▶ TEXTE À LIRE
****************************************
Documentaire « Sous les paillettes, la rage: une histoire du Drag « 

1- J.D. Pascal Petit, bonjour et bienvenue sur Clicinfospectacles.fr, tout d’abord pouvez-vous vous présenter à nos lecteurs ?

P.P. Bonjour ! Je suis réalisateur de documentaires de témoignages pour la télévision depuis de nombreuses années. J’ai longtemps travaillé avec Mireille Dumas et c’est elle qui m’a donné le goût de l’interview intimiste et des témoignages.

Il y a quelques années, j’ai réalisé « Mon enfant est homo » pour France 5, un film de témoignages de parents confrontés au coming out de leur enfant. J’ai aussi réalisé un film sur ce que vivent et ressentent les femmes qui souffrent d’endométriose et dans un tout autre registre j’ai réalisé une série documentaire pour France 2 qui s’appelait « Retour aux sources », où on emmenait une personnalité sur les traces des ses ancêtres. J’ai notamment réalisé le « Retour aux sources » de Franck Dubosc et de Sonia Rolland.

2- J.D. A partir du 17 mai Histoire Tv diffusera votre documentaire sur les Drag Queen, « Sous les paillettes, la rage : une histoire du drag » qu’est qui vous a intéressé ?

P.P. Ce qui m’intéressait, c’était de partir du préjugé qu’on peut avoir sur les drag-queens, que beaucoup jugent simplement frivoles et légères sans trop savoir ce qu’est la réalité du drag.

Comme homo, je vivais moi-même assez mal, il y a encore quelques années, les drag-queens qui prenaient toute la lumière dans les Marches des Fiertés. Je ne me sentais pas représenté par elles.

J’avais tort. Et l’exploration de l’histoire du drag m’a donné tort.

Oui les drag-queens ont parfaitement leur place dans les Marches des Fiertés, parce qu’elles ont eu un rôle historique dans les luttes pour la défense des droits LGBT+. Et ce qui m’a plu, c’était de leur rendre justice. Pas par idéologie, juste en rappelant les faits historiques.

3- J.D. Pourquoi ce sous-titre « Une histoire du drag », y en a-t-il plusieurs ?

P.P. Il y a bien une histoire du drag et une seule. La formule se voulait plutôt pédagogique. On voulait montrer qu’on n’allait pas parler du drag d’aujourd’hui mais de son évolution depuis des siècles.
****************************************
▶ LIGNES PRÉSENTÉES
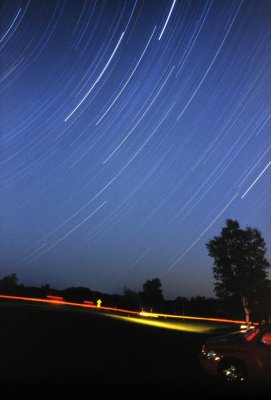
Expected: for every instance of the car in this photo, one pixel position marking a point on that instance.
(240, 356)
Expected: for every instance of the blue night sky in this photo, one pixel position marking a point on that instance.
(130, 132)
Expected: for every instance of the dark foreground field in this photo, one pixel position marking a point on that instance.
(51, 348)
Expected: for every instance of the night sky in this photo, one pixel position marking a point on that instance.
(130, 132)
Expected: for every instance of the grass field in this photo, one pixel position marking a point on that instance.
(53, 348)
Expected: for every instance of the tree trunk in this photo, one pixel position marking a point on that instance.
(246, 309)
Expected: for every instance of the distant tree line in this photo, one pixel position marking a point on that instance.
(240, 272)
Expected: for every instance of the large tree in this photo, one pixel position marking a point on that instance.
(240, 265)
(152, 293)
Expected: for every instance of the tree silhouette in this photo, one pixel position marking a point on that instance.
(152, 293)
(240, 266)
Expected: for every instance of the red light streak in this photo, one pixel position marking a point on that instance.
(89, 304)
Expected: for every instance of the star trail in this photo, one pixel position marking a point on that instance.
(130, 132)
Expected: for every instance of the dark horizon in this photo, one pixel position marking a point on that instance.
(131, 131)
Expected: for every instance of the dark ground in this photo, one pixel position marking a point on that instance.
(53, 349)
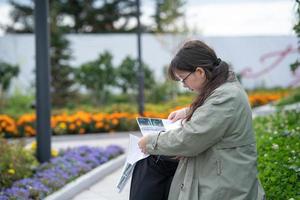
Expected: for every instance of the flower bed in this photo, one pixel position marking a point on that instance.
(53, 175)
(279, 154)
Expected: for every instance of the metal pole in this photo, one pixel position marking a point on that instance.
(141, 70)
(43, 135)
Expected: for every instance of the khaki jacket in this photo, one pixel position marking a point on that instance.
(218, 146)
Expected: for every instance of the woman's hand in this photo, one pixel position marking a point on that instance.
(177, 114)
(142, 144)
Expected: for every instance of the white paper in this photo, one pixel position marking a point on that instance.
(155, 125)
(134, 154)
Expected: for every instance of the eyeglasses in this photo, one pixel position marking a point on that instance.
(184, 79)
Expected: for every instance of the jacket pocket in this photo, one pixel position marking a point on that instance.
(219, 167)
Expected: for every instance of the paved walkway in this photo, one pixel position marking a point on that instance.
(105, 188)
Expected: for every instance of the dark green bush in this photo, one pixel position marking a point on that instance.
(279, 157)
(293, 98)
(15, 162)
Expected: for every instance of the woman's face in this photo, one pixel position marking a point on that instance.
(194, 81)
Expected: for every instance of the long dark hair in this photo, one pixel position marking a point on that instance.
(195, 54)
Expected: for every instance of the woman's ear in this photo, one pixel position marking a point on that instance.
(200, 71)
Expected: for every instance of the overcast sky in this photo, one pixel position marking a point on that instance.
(223, 17)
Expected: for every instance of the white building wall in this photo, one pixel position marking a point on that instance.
(158, 50)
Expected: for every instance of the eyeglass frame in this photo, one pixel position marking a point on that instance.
(184, 79)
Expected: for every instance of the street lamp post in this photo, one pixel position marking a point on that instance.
(43, 135)
(141, 70)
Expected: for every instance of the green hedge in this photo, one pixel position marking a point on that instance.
(278, 161)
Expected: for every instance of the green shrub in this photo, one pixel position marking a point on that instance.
(294, 97)
(18, 104)
(15, 162)
(278, 146)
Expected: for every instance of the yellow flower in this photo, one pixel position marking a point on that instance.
(63, 125)
(11, 171)
(33, 145)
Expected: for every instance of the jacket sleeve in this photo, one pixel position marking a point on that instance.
(207, 126)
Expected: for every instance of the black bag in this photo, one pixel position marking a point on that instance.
(152, 177)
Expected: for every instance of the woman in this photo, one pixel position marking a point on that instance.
(216, 141)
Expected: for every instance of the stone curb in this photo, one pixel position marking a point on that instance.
(83, 182)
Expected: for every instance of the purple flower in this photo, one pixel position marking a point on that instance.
(17, 193)
(53, 175)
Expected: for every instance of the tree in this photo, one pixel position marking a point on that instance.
(97, 76)
(296, 64)
(94, 16)
(7, 72)
(127, 75)
(61, 82)
(166, 14)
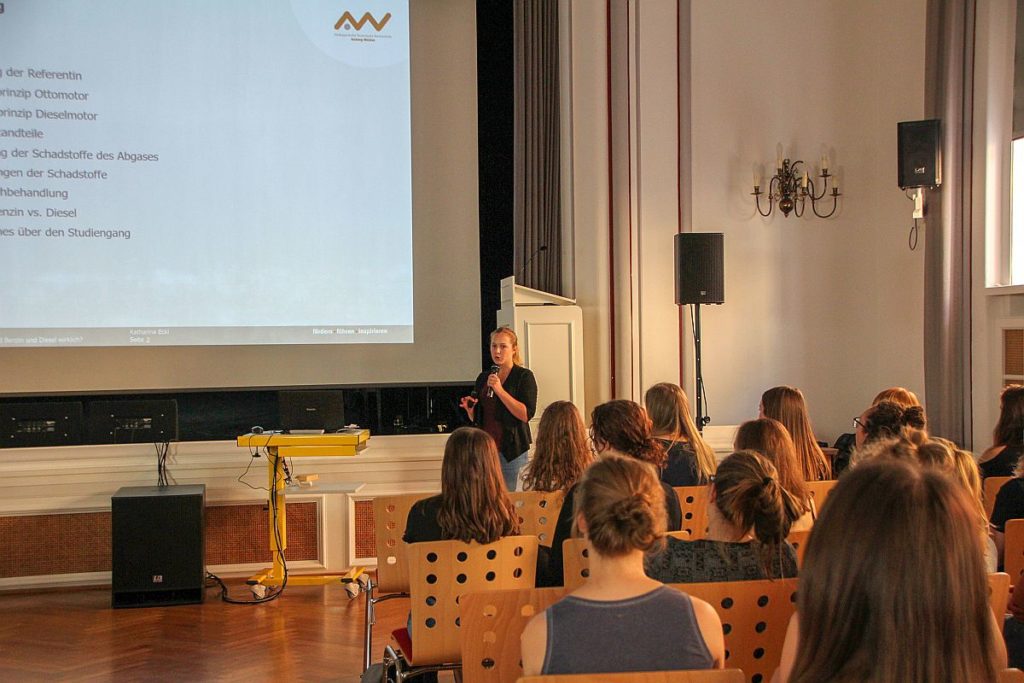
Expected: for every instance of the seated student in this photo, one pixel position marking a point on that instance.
(1008, 437)
(886, 420)
(770, 438)
(846, 442)
(473, 505)
(690, 460)
(620, 620)
(787, 406)
(893, 587)
(619, 427)
(560, 453)
(749, 517)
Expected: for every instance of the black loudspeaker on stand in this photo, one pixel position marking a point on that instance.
(699, 279)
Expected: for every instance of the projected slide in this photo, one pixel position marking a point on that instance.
(205, 173)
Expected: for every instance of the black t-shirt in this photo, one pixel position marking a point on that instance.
(422, 522)
(681, 468)
(1003, 465)
(1009, 504)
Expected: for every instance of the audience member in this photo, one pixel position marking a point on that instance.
(846, 443)
(619, 427)
(886, 420)
(749, 517)
(690, 460)
(620, 620)
(560, 453)
(473, 505)
(893, 587)
(1008, 437)
(787, 406)
(771, 439)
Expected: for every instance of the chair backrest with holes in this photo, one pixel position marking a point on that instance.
(998, 594)
(990, 488)
(799, 542)
(538, 512)
(712, 676)
(755, 615)
(493, 623)
(1014, 550)
(819, 493)
(693, 502)
(390, 515)
(441, 571)
(576, 562)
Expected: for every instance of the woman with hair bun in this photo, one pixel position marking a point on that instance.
(787, 406)
(690, 460)
(623, 428)
(620, 620)
(893, 585)
(749, 517)
(771, 439)
(1008, 437)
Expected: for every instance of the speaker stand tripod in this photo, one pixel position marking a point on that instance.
(702, 420)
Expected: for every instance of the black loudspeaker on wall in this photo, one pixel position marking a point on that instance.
(157, 546)
(699, 269)
(920, 154)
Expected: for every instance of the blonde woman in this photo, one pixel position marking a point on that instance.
(691, 461)
(504, 401)
(787, 406)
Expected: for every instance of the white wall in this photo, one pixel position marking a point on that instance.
(833, 306)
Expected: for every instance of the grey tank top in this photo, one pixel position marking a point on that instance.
(656, 631)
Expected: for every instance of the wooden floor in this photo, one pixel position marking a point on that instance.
(311, 633)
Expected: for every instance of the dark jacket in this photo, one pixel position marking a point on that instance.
(515, 434)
****************************************
▶ CONSIGNES
a. Dans l'entretien sur le documentaire consacré au drag, reprenez tout le passage allant de « Oui les drag-queens » jusqu'à « les faits historiques. », en remplaçant « justice » par « hommage ».
b. D'après l'entretien sur le documentaire consacré au drag, à partir de quelle date Histoire Tv doit-elle diffuser ce film ?
c. Poursuivez l'entretien sur le documentaire consacré au drag à partir de sa dernière phrase.

▶ RÉPONSES
a.
Oui les drag-queens ont parfaitement leur place dans les Marches des Fiertés, parce qu’elles ont eu un rôle historique dans les luttes pour la défense des droits LGBT+. Et ce qui m’a plu, c’était de leur rendre hommage. Pas par idéologie, juste en rappelant les faits historiques.

b. À partir du 17 mai.

c.
4- J.D. D’où vient ce terme de Drag Queen ?

P.P. On ne sait pas très bien d’où vient le terme « drag ».

Cela pourrait venir de l’acronyme de « Dressed as a girl », en français : « habillé comme une fille », ou du verbe anglais « to drag », qui veut dire « trainer », comme les traines de leurs robes. Mais on n’a aucune certitude.

5- J.D. Sait-on quand il apparait ? Et où ?

P.P. Les historiens font remonter l’origine du mot « Drag » à la fin du 19ème siècle aux Etats-Unis : William Dorsey Swann, ancien esclave émancipé, organisait des bals secrets où des hommes venaient pour se travestir. C’est lui qui, le premier, se serait autoproclamé « The Queen of drag » (la Reine du Drag) et même « The Queen », la Reine. En revanche, la réunion des deux mots «drag-queen »  est apparue bien plus tard, à la fin du 20ème siècle.

6- J.D. Parfois confondu avec le travestissement quelles sont les principales différences ? Et lui a-t-il été nécessaire dans son histoire ?

P.P. Ce sont des disciplines cousines ! Le travestissement, c’est le vaudeville américain dans les années 20, c’est la tradition des cabarets en France notamment après la Seconde Guerre Mondiale, « Madame Arthur » avec Coccinelle et Bambi, « Chez Michou » avec Hortensia (et là on parle plutôt de transformisme, c’est-à-dire une réinterprétation d’un personnage existant) dans le seul but de divertir et de faire rire. C’est une partie du drag d’aujourd’hui mais ce n’est pas tout le drag.

7- J.D. Est-il obligatoirement à la fois divertissement et revendications ?

P.P. Le drag ne recouvre pas forcément les deux notions combinées. Il y a le drag-divertissement, le drag revendicatif, chaque tendance a son histoire, c’est ce qu’on montre dans le film. Parfois les deux se mélangent et se combinent.

8- J.D. Qu’est que de Drag Queen a apporté à la communauté LGBTQ + ? Et inversement ?

P.P. Une meilleure visibilité… Une manière de revendiquer en renversant la table.

9- J.D. Et plus largement à la société ?

P.P. Un regard différent, l’acceptation de l’autre, on l’espère.

10- J.D. On parle beaucoup des hommes Drag Queen et qu’en est-il des femmes Drag King ?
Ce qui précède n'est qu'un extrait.